Required work:
1. In the blender discussion, swap "equipment" for "gear" and give the passage from "I think this" to "equipment off topic?" again.
2. Carry on the blender discussion from the point where it stops.

4

Good (cheaper) alternative to Vitamix Blender

I think this should be closed for several reasons, but want to get some feedback about this general "style" of question.

First, it seems to fall in the "which is better x or y?" category mentioned in this discussion about equipment:

Are questions about equipment off topic?

Second, it should be covered quite thoroughly by this question:

What to look for when purchasing a blender?

What do I mean by style? I'm referring to the direct comparison of specific brands of equipment. Do we want to have Q & A's that are solely product recommendations? Yes, I know that products are recommended all the time, but I don't think we've yet had a strict product comparison question.

Thoughts?

3 Answers 3

4

I think that comparisons of this sort are a valid off shoot of cooking. Just like Kenji at serious eats did a burn comparison of All-clad and the wal-mart version to see if you were actually getting anything for your money. There is an endless variety of kitchen equipment that is bewildering to novice cooks (and sometimes even experienced), and while good equipment doesn't make a good cook, it sure does make it easier to be one.

Not to mention, you can go broke buying over-priced crap in the culinary world if you don't know what you are looking for or how to evaluate what you are buying. For every amazing 100 dollar knife brand, there are ten who won't hold an edge through a tomato.

I'm not suggesting that we allow "so I got a new house, what should I buy for my kitchen?" questions. However if they can present enough prior knowledge to ask a specific question about it (as I feel this blender question does) then I have no problem with it being here.

1
  • Cooks Illustrated's family of publications does equipment ratings all the time. I find them endlessly useful.
    – justkt
    Aug 31, 2010 at 13:07
3

Personally, I think the question is OK in what it's trying to ask but maybe not in the way it's phrased. While the question seems to be about a particular (awesome) blender, the question is really asking, "what blenders will do the following list of things?" The vitamix (and it's compatriots in the high end blender market like blend-tec and waring) has some characteristics that are not common to all blenders like making hot soups through friction, making frozen drinks / smoothies with very fine crushed ice, and long shelf life. Asking if it's reasonable to expect those traits out of a lower cost blender (and if so, which one?) seems to be a reasonable question to me. With a change to the more general case, I think it meets all of Aaronuts requirements as laid out in the meta conversation you listed.

I actually think the question is OK already since the OP actually lists the characteristics of the blender that he's looking for in a cheaper model.

Entries shown:
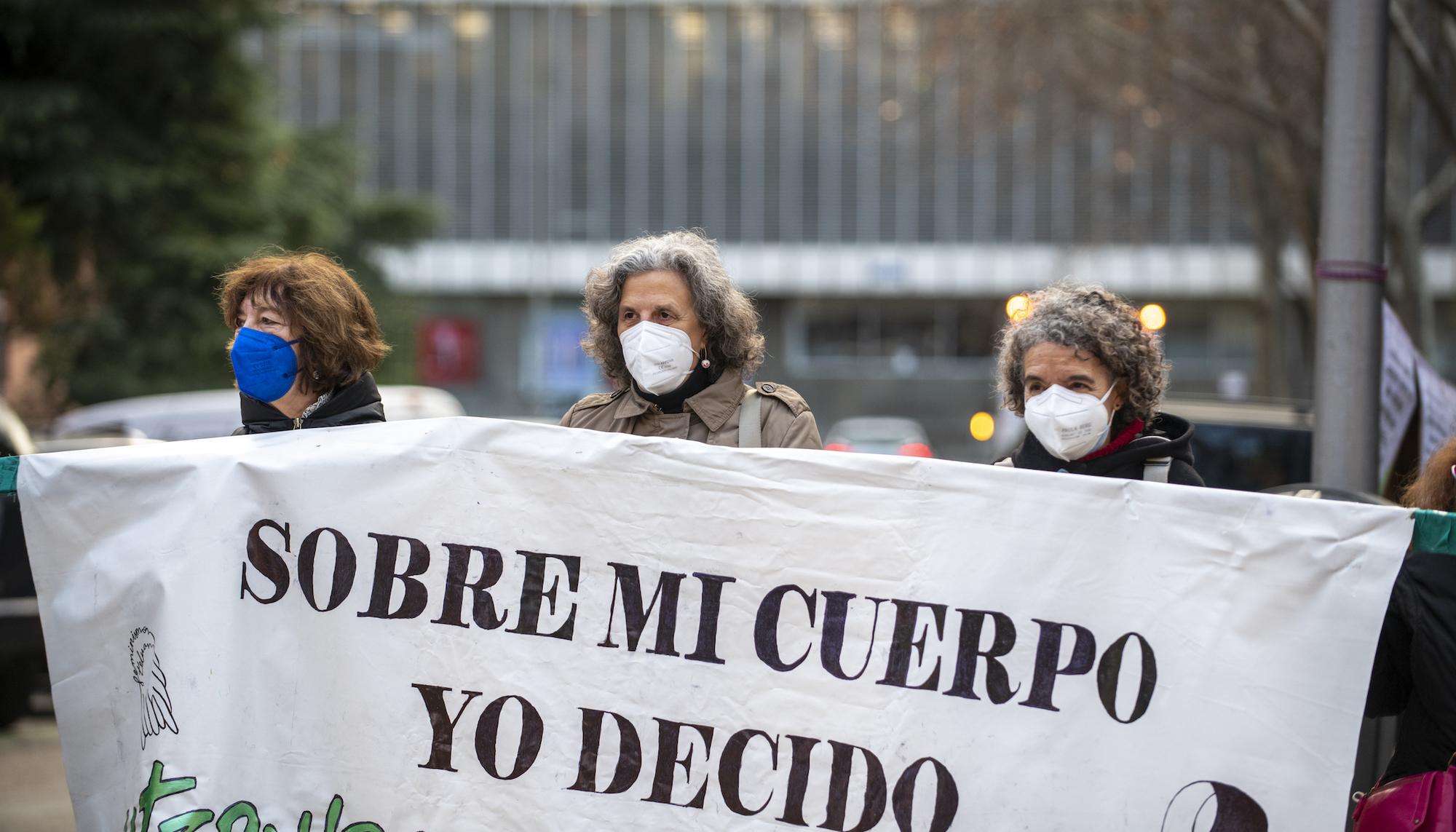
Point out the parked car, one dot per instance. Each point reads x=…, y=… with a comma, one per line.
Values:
x=1249, y=445
x=206, y=413
x=879, y=435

Responses per task:
1.
I think this should be closed for several reasons, but want to get some feedback about this general "style" of question.

First, it seems to fall in the "which is better x or y?" category mentioned in this discussion about gear:

Are questions about gear off topic?

2.
3
  • so you think that if this was re written along the lines of "what blenders have the following features: Blend ice, heat soup through friction, create flour from nuts. Obviously I'd prefer a cheaper model." you think it's be ok? Should he just remove the reference to the specific model he's comparing too? I tend to agree, the question seems to contain objective criteria to choose the blender, which are specific enough to exclude a most 'ordinary' blenders
    – Sam Holder
    Aug 30, 2010 at 18:10
  • @Sam, yeah, pretty much. Although, I actually think a "like vitamix, blend-tec, or waring's products" would actually be a useful addendum to the question.
    – yossarian
    Aug 30, 2010 at 19:34
  • I agree with this rationale. The most important litmus test for a question is whether or not the answers can be judged consistently and fairly (i.e. objectively). This question gives more than enough detail to do so. It's maybe a tad localized, but not nearly enough for me to consider bringing down the hammer.
    – Aaronut
    Aug 31, 2010 at 2:24
0

I personally have no problem with this kind of question. To look at it from the meta-perspective, the big value of this site is when it is indexed by the search engines, so that people looking for information can find it later. There isn't that much value in just reading through the questions in order.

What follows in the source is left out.